WIM WENDERS un naïf à Cuba |
R de réel
Volume A (janvier 2000) Critique |
Le dernier film de Wim Wenders ne réfléchit pas sur
la violence (comme The end of violence, 1998), ou sur l'image vidéo
(Lisbon Story, 1995) ; on y entend juste de la musique. Buena
vista social club est un documentaire sur un groupe de vieux musiciens
cubains réunis par Ry Cooder, musicien et producteur américain,
pour enregistrer l'album du même nom. Le disque, récompensé
par un Grammy Awards en 1997, s'est déjà vendu à plus
d'un million d'exemplaires dans le monde. Le documentaire de Wenders, bien
que sorti discrètement, totalisait plus de 100.000 entrées
en France en juillet 1999 - chiffre considérable pour un documentaire.
La plupart des critiques ont traité avec bonhomie le documentaire
de Wenders : faisant allusion à ses difficultés à
faire un film depuis l'échec de The end of violence, ils
ont salué son retour au cinéma par la petite porte, et vu
dans Buena Vista un documentaire léger, swinguant et optimiste,
ce qui n'est pas totalement faux. Mais derrière cet exotisme affiché
se profilent un certain nombre de questions.

→ **Exercice**
Poursuivez la critique du documentaire de Wim Wenders ci-dessus à partir de sa dernière phrase.

→ **Lignes d'un jeu de données**
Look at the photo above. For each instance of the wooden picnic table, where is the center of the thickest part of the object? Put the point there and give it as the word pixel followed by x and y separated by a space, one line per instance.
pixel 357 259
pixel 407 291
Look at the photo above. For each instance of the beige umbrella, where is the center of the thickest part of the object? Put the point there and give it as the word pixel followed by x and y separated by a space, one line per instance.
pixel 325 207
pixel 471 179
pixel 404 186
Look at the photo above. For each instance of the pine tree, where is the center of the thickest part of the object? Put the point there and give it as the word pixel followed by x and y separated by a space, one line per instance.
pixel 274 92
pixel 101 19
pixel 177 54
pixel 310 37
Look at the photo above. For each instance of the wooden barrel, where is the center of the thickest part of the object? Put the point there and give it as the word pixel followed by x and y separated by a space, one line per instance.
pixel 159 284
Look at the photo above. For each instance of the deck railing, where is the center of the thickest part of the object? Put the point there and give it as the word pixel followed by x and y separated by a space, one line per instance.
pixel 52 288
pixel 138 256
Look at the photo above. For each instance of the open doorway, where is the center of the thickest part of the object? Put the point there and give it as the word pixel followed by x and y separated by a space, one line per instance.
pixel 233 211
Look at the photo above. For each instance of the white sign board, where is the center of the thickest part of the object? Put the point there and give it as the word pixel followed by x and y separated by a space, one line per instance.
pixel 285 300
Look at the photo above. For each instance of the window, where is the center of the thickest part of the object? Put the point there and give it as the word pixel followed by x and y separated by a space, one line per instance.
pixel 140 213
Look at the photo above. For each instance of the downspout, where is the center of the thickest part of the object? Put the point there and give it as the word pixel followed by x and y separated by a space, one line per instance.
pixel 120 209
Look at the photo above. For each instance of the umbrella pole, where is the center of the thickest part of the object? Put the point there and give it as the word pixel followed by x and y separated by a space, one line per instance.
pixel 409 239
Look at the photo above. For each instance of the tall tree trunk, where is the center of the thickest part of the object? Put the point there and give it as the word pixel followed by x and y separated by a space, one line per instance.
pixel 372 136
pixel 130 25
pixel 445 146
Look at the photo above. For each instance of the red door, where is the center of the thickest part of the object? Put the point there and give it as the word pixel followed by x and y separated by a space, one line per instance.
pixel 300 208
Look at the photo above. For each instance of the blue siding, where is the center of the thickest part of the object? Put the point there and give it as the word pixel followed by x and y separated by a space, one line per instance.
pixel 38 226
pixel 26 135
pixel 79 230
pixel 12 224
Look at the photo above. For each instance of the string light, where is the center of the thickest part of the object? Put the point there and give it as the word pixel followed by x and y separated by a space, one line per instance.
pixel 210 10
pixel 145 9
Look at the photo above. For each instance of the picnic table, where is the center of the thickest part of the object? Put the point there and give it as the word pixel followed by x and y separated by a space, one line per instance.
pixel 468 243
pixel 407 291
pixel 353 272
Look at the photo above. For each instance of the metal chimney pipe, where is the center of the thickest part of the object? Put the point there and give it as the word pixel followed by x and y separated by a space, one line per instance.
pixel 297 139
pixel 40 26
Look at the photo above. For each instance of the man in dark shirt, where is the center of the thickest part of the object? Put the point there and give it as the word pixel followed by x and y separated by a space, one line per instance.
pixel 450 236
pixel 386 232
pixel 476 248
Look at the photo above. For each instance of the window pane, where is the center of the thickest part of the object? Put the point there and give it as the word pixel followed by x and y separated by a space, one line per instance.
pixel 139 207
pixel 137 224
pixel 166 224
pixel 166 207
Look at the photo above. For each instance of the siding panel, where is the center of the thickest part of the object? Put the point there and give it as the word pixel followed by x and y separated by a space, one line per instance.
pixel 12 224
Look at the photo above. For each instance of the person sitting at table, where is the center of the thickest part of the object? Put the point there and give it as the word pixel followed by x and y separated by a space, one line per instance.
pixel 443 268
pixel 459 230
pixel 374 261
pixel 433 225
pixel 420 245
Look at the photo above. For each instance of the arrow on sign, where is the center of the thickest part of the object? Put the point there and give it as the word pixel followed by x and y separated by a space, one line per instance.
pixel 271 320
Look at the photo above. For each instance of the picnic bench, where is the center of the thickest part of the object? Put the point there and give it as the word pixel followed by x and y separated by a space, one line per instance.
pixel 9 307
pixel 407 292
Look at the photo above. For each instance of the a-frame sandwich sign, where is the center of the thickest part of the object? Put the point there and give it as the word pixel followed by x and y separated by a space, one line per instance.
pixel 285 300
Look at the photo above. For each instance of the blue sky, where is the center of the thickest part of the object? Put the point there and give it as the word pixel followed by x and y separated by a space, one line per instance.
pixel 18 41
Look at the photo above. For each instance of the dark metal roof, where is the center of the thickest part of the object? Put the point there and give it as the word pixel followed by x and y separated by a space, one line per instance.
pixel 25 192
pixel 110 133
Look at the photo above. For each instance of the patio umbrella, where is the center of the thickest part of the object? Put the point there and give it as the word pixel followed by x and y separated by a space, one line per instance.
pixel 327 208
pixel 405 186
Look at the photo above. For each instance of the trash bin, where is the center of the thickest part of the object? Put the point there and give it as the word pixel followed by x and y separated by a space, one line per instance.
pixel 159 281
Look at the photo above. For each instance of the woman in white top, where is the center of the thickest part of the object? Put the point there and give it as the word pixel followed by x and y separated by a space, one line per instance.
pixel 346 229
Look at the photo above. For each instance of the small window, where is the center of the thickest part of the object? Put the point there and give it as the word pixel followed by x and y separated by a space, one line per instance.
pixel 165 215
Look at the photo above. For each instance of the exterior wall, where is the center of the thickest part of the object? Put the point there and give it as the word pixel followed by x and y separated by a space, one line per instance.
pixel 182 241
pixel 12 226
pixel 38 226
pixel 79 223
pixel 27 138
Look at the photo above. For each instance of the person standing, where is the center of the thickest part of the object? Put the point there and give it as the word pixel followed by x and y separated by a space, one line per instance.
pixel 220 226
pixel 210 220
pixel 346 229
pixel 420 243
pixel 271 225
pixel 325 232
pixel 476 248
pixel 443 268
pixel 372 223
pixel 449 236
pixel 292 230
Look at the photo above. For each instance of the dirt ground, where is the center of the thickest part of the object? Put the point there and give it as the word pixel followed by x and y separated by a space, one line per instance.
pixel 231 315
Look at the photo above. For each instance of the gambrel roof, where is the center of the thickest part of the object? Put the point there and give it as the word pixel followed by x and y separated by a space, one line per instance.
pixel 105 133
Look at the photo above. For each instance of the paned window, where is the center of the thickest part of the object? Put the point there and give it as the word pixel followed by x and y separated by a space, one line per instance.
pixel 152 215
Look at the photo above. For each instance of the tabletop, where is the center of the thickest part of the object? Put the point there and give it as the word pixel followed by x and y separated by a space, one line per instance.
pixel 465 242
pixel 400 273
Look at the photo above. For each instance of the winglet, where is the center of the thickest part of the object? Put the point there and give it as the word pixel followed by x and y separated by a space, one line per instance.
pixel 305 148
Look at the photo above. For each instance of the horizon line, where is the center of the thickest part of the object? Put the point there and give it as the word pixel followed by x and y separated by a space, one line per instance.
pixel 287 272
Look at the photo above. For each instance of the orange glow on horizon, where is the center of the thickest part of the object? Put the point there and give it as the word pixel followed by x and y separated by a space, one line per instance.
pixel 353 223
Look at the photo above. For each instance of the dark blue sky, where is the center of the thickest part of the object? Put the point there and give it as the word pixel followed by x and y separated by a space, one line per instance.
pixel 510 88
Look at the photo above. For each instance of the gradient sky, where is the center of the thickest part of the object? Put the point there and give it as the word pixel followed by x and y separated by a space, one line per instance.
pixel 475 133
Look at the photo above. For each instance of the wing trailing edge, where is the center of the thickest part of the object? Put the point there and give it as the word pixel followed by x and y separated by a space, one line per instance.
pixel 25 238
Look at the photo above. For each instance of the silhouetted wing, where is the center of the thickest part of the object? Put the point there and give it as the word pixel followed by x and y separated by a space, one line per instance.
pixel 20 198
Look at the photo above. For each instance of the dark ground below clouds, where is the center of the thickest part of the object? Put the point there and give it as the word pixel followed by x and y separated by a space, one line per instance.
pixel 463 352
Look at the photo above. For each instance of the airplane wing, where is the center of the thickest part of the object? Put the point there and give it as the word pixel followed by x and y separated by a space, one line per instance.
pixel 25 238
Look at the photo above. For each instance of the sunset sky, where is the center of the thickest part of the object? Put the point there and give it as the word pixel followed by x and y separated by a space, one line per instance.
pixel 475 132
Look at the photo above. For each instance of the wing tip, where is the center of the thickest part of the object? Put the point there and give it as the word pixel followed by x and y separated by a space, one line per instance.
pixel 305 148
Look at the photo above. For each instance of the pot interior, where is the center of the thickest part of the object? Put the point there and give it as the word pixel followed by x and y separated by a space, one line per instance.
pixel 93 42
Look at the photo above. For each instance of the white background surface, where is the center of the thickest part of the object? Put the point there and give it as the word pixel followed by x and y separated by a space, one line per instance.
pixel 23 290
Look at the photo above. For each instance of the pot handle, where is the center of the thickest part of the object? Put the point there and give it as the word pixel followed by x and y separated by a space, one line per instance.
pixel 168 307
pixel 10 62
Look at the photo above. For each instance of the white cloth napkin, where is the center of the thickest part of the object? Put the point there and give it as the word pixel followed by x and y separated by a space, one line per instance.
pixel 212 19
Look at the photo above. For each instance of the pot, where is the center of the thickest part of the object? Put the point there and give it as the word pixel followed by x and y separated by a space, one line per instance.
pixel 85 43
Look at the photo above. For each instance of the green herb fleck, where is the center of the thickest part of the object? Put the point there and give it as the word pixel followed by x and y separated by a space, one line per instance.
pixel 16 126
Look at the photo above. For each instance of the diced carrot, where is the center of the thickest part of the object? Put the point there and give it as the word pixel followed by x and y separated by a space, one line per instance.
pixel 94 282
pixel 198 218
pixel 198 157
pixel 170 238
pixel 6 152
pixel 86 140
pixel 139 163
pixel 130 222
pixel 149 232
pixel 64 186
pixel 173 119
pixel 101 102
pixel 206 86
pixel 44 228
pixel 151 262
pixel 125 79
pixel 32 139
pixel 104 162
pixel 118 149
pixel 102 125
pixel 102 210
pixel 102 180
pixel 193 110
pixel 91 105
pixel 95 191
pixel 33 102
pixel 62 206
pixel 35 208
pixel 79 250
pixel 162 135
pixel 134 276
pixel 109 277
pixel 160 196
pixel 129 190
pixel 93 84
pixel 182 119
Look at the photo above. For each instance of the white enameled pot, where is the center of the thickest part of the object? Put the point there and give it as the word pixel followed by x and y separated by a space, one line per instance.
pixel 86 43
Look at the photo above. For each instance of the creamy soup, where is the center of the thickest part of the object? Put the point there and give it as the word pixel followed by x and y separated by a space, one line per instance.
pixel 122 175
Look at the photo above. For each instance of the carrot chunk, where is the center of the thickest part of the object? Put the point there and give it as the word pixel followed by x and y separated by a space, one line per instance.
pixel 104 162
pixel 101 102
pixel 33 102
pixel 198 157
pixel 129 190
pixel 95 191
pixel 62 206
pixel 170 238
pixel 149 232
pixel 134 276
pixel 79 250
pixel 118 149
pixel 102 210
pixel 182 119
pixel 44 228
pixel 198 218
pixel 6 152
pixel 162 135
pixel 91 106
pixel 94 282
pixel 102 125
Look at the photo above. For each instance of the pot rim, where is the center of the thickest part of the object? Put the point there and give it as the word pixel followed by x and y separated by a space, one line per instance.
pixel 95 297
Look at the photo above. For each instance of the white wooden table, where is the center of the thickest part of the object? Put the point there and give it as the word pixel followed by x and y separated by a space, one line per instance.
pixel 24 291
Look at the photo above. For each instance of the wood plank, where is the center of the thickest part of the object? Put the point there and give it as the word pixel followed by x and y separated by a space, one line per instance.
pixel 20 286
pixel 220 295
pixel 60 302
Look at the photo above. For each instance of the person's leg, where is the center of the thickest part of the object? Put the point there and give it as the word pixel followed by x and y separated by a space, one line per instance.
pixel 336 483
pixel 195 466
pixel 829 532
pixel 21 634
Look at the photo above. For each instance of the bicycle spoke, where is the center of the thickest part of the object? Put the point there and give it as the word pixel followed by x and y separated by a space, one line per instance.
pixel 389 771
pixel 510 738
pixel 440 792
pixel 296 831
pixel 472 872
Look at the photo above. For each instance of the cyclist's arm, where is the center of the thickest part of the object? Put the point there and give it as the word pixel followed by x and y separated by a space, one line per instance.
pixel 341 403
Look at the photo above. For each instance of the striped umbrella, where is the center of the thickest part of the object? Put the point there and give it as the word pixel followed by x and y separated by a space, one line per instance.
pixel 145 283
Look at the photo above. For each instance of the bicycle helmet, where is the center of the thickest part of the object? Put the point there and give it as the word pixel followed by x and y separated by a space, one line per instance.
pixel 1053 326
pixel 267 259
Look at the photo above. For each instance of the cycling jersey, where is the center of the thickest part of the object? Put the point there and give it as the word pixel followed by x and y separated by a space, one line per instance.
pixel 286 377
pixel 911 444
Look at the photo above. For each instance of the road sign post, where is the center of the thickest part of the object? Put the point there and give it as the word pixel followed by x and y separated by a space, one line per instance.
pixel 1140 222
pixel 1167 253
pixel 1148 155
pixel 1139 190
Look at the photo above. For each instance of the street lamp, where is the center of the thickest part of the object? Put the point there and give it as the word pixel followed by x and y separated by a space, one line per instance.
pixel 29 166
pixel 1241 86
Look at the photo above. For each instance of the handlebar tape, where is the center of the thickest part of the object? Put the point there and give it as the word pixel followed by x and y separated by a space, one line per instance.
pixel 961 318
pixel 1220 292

→ **Réponse**
Le principe du film est simple : Wenders raconte comment
Ry Cooder (qui a notamment composé la musique de son film Paris,
Texas) est arrivé en 1997 à Cuba pour enregistrer un
disque mélangeant les rythmes cubains et l'influence africaine.
Les musiciens africains n'ayant finalement pas pu venir, il réunit
en studio des joueurs de son, un style musical cubain rythmé par
un tambour à main, le bongo. De fil en aiguille, il constitue
un groupe qui enregistre les morceaux qui vont faire le succès mondial
de l'album. Wenders filme les répétions ainsi que deux concerts
donnés par le groupe (à Amsterdam, puis, à la fin
du film, au Carnegie Hall de New York), le tout alterné avec des
portraits de l'ensemble des musiciens.
Wim Wenders aime filmer la musique et cela se voit : de
la même manière qu'il avait su faire entrer le groupe portugais
Madredeus dans sa fiction Lisbon Story, il incorpore avec élégance
la musique dans son documentaire. Rien à redire sur ce point, si
ce n'est une simple question qui peu à peu trouble le spectateur :
cette musique est-elle si bonne que ça ? Simple interrogation
formelle que l'on ne tranchera pas ici. Mais il y a un hic : Buena
vista social club, le film, est co-produit par la société
discographique qui a fait le disque, World Circuit. Il est réalisé
par un cinéaste complice et ami de Ry Cooder, producteur du disque.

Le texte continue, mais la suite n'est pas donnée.